===== Material provided =====

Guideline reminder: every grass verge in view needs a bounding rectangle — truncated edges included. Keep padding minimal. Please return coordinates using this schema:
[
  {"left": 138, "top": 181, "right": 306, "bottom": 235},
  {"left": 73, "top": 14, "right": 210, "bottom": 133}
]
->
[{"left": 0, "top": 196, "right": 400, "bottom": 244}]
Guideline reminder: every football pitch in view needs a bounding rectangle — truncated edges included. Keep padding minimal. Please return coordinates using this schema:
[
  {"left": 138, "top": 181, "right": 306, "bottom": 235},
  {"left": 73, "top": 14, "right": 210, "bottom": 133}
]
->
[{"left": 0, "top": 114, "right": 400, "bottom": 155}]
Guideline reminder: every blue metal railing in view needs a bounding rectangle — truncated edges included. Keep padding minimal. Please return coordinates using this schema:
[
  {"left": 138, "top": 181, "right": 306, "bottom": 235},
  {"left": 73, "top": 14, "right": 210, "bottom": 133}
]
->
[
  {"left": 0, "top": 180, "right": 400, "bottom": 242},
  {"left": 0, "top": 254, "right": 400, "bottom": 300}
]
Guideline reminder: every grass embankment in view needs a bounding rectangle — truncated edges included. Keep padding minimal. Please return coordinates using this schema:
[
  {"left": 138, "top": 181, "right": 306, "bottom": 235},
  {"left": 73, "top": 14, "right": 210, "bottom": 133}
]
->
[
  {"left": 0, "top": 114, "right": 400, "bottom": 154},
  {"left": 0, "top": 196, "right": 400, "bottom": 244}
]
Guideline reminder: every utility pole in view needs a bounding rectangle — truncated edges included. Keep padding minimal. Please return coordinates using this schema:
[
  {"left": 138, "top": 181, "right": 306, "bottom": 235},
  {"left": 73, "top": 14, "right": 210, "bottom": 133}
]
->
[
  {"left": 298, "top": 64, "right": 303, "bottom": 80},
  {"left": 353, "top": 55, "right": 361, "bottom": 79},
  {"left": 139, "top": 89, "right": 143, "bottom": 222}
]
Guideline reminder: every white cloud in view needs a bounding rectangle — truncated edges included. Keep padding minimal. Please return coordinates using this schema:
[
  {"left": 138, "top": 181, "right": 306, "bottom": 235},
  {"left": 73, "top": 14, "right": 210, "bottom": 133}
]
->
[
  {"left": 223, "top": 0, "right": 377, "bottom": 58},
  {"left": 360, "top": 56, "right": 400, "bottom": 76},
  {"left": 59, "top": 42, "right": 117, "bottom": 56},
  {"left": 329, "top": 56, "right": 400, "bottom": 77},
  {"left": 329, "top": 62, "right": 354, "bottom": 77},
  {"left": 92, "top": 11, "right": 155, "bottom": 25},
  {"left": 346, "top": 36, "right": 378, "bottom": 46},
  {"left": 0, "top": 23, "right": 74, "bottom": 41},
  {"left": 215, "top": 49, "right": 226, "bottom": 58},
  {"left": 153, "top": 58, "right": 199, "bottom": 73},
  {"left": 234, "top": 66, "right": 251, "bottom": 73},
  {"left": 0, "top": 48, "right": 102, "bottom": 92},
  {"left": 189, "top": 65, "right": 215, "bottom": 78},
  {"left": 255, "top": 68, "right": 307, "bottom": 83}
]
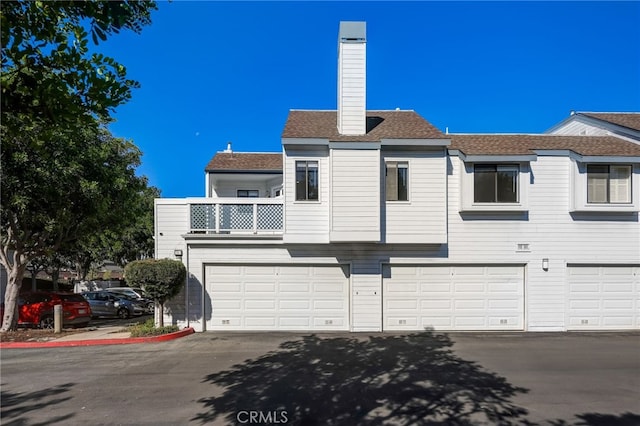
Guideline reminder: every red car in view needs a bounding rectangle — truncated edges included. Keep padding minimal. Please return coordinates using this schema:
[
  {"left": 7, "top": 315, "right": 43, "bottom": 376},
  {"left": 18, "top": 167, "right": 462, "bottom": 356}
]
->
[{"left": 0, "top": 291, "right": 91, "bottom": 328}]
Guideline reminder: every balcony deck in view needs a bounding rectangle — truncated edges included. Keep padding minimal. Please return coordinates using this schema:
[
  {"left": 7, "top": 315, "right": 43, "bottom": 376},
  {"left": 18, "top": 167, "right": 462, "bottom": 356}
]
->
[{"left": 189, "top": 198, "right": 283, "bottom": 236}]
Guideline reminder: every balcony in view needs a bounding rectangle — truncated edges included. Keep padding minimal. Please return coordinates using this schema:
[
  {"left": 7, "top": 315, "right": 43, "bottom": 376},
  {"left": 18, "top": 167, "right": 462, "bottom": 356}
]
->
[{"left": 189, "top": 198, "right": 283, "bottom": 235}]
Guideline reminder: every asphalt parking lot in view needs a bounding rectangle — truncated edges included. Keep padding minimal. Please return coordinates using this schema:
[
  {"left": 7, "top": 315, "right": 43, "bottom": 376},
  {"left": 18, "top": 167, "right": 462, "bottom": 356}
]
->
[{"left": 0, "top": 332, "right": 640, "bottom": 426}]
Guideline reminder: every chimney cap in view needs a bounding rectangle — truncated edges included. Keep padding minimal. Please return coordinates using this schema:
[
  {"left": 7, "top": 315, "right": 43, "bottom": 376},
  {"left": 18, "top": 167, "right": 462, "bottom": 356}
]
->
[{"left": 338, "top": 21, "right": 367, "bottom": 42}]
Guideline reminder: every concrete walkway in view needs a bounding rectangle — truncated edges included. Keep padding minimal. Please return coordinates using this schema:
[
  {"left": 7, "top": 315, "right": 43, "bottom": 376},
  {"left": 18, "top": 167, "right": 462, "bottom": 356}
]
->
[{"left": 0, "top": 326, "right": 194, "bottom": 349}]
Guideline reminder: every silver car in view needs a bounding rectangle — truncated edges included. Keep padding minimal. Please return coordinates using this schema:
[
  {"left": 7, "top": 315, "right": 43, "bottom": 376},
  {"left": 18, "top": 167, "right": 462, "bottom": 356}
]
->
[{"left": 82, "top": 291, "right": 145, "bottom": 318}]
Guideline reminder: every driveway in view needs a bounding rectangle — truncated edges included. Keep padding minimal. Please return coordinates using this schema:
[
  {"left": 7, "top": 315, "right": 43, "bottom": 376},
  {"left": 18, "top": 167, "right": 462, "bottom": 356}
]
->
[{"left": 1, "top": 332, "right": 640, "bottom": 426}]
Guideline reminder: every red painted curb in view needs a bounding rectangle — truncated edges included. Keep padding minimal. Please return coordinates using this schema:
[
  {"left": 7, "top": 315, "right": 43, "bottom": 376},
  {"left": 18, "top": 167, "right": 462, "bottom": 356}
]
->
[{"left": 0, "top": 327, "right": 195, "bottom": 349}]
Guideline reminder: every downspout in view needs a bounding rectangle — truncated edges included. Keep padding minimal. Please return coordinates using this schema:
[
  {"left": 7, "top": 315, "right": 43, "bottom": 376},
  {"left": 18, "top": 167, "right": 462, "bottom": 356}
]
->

=====

> The problem:
Convert all of the lines above into a Markdown table with two columns, Row and Line, numbering each row and skipping blank lines. Leave the pictures out of the answer.

> Solution to this exercise:
| Row | Line |
|---|---|
| 1 | Guideline reminder: every grass verge in view needs a bounding rectangle — truncated edges included. Keep padding minimal. Please return coordinates using this schema: |
| 2 | [ |
| 3 |   {"left": 138, "top": 181, "right": 306, "bottom": 235}, |
| 4 |   {"left": 73, "top": 14, "right": 210, "bottom": 133} |
| 5 | ] |
| 6 | -> |
| 7 | [{"left": 0, "top": 196, "right": 400, "bottom": 244}] |
| 8 | Guideline reminder: every football pitch in view needs a bounding rectangle — truncated edges included. Keep padding minimal. Please return coordinates using this schema: |
| 9 | [ |
| 10 |   {"left": 138, "top": 181, "right": 306, "bottom": 235}, |
| 11 |   {"left": 73, "top": 14, "right": 210, "bottom": 133} |
| 12 | ] |
| 13 | -> |
| 14 | [{"left": 0, "top": 114, "right": 400, "bottom": 155}] |
| 15 | Guideline reminder: every blue metal railing in view needs a bounding rectangle — truncated edges included. Keep padding minimal. Please return coordinates using this schema: |
| 16 | [ |
| 17 |   {"left": 138, "top": 181, "right": 306, "bottom": 235}, |
| 18 |   {"left": 73, "top": 14, "right": 210, "bottom": 133} |
| 19 | ] |
| 20 | -> |
| 21 | [ |
| 22 |   {"left": 0, "top": 180, "right": 400, "bottom": 242}, |
| 23 |   {"left": 0, "top": 254, "right": 400, "bottom": 300} |
| 24 | ] |
| 25 | Guideline reminder: every grass embankment in view needs a bounding rectangle — truncated edges included. Keep padding minimal. Please return coordinates using this schema: |
| 26 | [ |
| 27 |   {"left": 138, "top": 181, "right": 306, "bottom": 235}, |
| 28 |   {"left": 73, "top": 14, "right": 210, "bottom": 133} |
| 29 | ] |
| 30 | -> |
| 31 | [ |
| 32 |   {"left": 0, "top": 114, "right": 400, "bottom": 154}, |
| 33 |   {"left": 0, "top": 196, "right": 400, "bottom": 244} |
| 34 | ] |
| 35 | Guideline reminder: every utility pole in view needs a bounding rectangle — truncated edges included. Keep padding minimal. Please return coordinates using this schema: |
| 36 | [ |
| 37 |   {"left": 138, "top": 181, "right": 306, "bottom": 235}, |
| 38 |   {"left": 73, "top": 14, "right": 210, "bottom": 133} |
| 39 | ] |
| 40 | -> |
| 41 | [ |
| 42 |   {"left": 298, "top": 64, "right": 303, "bottom": 80}, |
| 43 |   {"left": 353, "top": 55, "right": 361, "bottom": 79}, |
| 44 |   {"left": 139, "top": 89, "right": 143, "bottom": 222} |
| 45 | ] |
| 46 | Guideline reminder: every white cloud in view needs a bounding rectangle — truncated edges included. Keep padding minimal. Please return coordinates using this schema: |
| 47 | [ |
| 48 |   {"left": 138, "top": 181, "right": 306, "bottom": 235}, |
| 49 |   {"left": 73, "top": 14, "right": 210, "bottom": 133} |
| 50 | ] |
| 51 | -> |
| 52 | [ |
| 53 |   {"left": 223, "top": 0, "right": 377, "bottom": 58}, |
| 54 |   {"left": 360, "top": 56, "right": 400, "bottom": 76}, |
| 55 |   {"left": 59, "top": 42, "right": 117, "bottom": 56}, |
| 56 |   {"left": 329, "top": 56, "right": 400, "bottom": 77}, |
| 57 |   {"left": 329, "top": 62, "right": 354, "bottom": 77}, |
| 58 |   {"left": 92, "top": 11, "right": 155, "bottom": 25}, |
| 59 |   {"left": 346, "top": 36, "right": 378, "bottom": 46}, |
| 60 |   {"left": 0, "top": 23, "right": 74, "bottom": 41}, |
| 61 |   {"left": 215, "top": 49, "right": 226, "bottom": 58}, |
| 62 |   {"left": 153, "top": 58, "right": 199, "bottom": 73}, |
| 63 |   {"left": 234, "top": 66, "right": 251, "bottom": 73}, |
| 64 |   {"left": 0, "top": 48, "right": 102, "bottom": 92}, |
| 65 |   {"left": 189, "top": 65, "right": 215, "bottom": 78}, |
| 66 |   {"left": 255, "top": 68, "right": 307, "bottom": 83} |
| 67 | ] |
| 68 | Guideline reminder: every red car in view needs a bounding rectangle — truncated edges included. Keep padding minimal. Please return coordinates using this schema: |
| 69 | [ |
| 70 |   {"left": 7, "top": 315, "right": 43, "bottom": 376}, |
| 71 |   {"left": 18, "top": 167, "right": 462, "bottom": 356} |
| 72 | ] |
| 73 | -> |
| 74 | [{"left": 0, "top": 291, "right": 91, "bottom": 328}] |
| 75 | Guideline reminder: every balcony deck in view needs a bounding rectangle — truncated edges included. Keep padding minimal. Please return coordinates using this schema: |
| 76 | [ |
| 77 |   {"left": 7, "top": 315, "right": 43, "bottom": 376}, |
| 78 |   {"left": 18, "top": 167, "right": 462, "bottom": 356} |
| 79 | ] |
| 80 | -> |
| 81 | [{"left": 189, "top": 198, "right": 283, "bottom": 236}] |
| 82 | Guideline reminder: every balcony in view needs a bounding rectangle — truncated edges included. Keep padding minimal. Please return coordinates using this schema: |
| 83 | [ |
| 84 |   {"left": 7, "top": 315, "right": 43, "bottom": 376}, |
| 85 |   {"left": 18, "top": 167, "right": 462, "bottom": 356} |
| 86 | ] |
| 87 | -> |
| 88 | [{"left": 189, "top": 198, "right": 283, "bottom": 235}] |
| 89 | Guideline reminder: every asphalt parking lot in view needs a bounding rectangle — truncated edges included. Keep padding minimal. Please return coordinates using this schema: |
| 90 | [ |
| 91 |   {"left": 7, "top": 315, "right": 43, "bottom": 376}, |
| 92 |   {"left": 18, "top": 167, "right": 462, "bottom": 356} |
| 93 | ] |
| 94 | -> |
| 95 | [{"left": 0, "top": 332, "right": 640, "bottom": 426}] |
| 96 | Guideline reminder: every chimney cap in view needs a bounding rectangle — truncated edges included. Keep padding minimal. Please return coordinates using this schema: |
| 97 | [ |
| 98 |   {"left": 7, "top": 315, "right": 43, "bottom": 376}, |
| 99 |   {"left": 18, "top": 167, "right": 462, "bottom": 356} |
| 100 | ] |
| 101 | -> |
| 102 | [{"left": 338, "top": 21, "right": 367, "bottom": 42}] |
| 103 | Guideline reminder: every concrete walkway in view needs a bounding rectangle — truncated edges included. Keep padding minimal. Please return coordinates using this schema: |
| 104 | [ |
| 105 |   {"left": 7, "top": 315, "right": 43, "bottom": 376}, |
| 106 |   {"left": 18, "top": 167, "right": 462, "bottom": 356} |
| 107 | ] |
| 108 | -> |
| 109 | [{"left": 0, "top": 326, "right": 194, "bottom": 349}] |
| 110 | Guideline reminder: every silver car in view needs a bounding rectangle — truncated edges included. Keep padding minimal. Please return coordinates using this schema: |
| 111 | [ |
| 112 |   {"left": 7, "top": 315, "right": 43, "bottom": 376}, |
| 113 |   {"left": 18, "top": 167, "right": 462, "bottom": 356} |
| 114 | ] |
| 115 | -> |
| 116 | [{"left": 82, "top": 291, "right": 145, "bottom": 318}] |
| 117 | Guideline reminder: every driveway in view needs a bounding rectangle — truncated edges included. Keep padding minimal. Please return coordinates using this schema: |
| 118 | [ |
| 119 |   {"left": 7, "top": 315, "right": 43, "bottom": 376}, |
| 120 |   {"left": 18, "top": 167, "right": 462, "bottom": 356} |
| 121 | ] |
| 122 | -> |
| 123 | [{"left": 1, "top": 332, "right": 640, "bottom": 426}] |
| 124 | Guideline reminder: every red painted curb in view needs a bounding rectangle — truncated edges included. Keep padding minimal. Please return coordinates using this schema: |
| 125 | [ |
| 126 |   {"left": 7, "top": 315, "right": 43, "bottom": 376}, |
| 127 |   {"left": 18, "top": 167, "right": 462, "bottom": 356} |
| 128 | ] |
| 129 | -> |
| 130 | [{"left": 0, "top": 327, "right": 195, "bottom": 349}] |
| 131 | Guideline reminder: every downspout in view needs a bounding rectangle — truncated edges included. Keep padding minimal. Please return coordinates using this schema: |
| 132 | [ |
| 133 |   {"left": 7, "top": 315, "right": 43, "bottom": 376}, |
| 134 |   {"left": 18, "top": 167, "right": 462, "bottom": 356} |
| 135 | ] |
| 136 | -> |